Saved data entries

########

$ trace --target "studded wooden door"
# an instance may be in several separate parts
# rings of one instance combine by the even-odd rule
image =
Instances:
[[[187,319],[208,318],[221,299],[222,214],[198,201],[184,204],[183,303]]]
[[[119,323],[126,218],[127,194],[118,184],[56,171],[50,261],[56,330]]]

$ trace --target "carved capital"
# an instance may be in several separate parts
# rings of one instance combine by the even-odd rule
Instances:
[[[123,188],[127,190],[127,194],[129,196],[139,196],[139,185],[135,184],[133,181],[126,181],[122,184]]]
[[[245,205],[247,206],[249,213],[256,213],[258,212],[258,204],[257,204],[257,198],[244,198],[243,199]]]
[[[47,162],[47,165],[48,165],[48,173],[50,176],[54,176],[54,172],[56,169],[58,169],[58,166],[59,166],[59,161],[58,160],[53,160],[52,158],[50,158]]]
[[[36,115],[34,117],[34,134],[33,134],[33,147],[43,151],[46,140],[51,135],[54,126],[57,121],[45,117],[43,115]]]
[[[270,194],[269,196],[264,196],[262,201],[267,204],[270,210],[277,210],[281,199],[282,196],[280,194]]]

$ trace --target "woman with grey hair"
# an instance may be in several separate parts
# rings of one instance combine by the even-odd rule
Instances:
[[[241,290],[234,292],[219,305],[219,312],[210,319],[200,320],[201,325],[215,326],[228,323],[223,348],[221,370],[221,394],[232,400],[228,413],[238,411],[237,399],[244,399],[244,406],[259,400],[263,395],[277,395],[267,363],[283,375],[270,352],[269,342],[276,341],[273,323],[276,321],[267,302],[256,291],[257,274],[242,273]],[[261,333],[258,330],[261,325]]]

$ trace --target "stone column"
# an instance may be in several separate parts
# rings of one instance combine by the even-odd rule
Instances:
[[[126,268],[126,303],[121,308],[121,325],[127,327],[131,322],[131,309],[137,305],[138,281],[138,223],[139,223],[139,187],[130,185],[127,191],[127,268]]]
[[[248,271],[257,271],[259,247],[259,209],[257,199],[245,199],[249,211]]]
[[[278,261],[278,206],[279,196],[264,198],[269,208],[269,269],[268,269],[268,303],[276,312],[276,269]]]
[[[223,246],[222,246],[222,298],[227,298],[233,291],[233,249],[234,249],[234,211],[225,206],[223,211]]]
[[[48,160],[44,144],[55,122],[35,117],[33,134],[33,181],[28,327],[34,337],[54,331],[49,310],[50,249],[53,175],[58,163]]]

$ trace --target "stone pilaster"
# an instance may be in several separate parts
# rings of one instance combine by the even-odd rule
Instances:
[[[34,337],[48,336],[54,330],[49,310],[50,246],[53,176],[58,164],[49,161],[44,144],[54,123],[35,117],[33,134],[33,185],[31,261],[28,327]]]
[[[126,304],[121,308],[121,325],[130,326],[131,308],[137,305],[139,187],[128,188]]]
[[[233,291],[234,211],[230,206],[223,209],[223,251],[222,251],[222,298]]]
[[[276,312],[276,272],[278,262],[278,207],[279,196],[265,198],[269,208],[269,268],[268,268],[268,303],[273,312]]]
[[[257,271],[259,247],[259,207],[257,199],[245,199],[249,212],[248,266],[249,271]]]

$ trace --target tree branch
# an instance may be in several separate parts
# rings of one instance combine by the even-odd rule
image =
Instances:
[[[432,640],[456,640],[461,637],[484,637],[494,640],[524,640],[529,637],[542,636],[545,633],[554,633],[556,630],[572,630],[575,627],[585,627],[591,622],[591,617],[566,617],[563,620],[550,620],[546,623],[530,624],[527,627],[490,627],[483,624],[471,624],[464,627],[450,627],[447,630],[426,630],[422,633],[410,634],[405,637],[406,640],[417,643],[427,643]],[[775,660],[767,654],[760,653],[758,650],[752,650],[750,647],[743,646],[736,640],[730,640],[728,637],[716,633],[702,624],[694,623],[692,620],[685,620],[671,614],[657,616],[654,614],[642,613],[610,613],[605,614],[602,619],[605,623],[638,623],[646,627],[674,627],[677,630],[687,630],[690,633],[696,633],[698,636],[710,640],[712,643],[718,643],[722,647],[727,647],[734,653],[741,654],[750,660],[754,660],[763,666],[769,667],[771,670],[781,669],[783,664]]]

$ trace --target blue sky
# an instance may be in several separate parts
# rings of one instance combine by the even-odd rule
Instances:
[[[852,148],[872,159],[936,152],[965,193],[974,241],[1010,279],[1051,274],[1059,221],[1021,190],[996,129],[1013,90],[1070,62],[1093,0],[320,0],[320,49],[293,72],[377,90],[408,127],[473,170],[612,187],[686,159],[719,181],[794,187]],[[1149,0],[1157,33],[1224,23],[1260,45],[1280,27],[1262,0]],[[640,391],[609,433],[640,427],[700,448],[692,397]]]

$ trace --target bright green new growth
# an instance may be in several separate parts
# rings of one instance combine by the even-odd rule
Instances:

########

What is needed ->
A line counts if it includes the string "stone". State how many such lines the entries have, with no other text.

Output for this task ->
2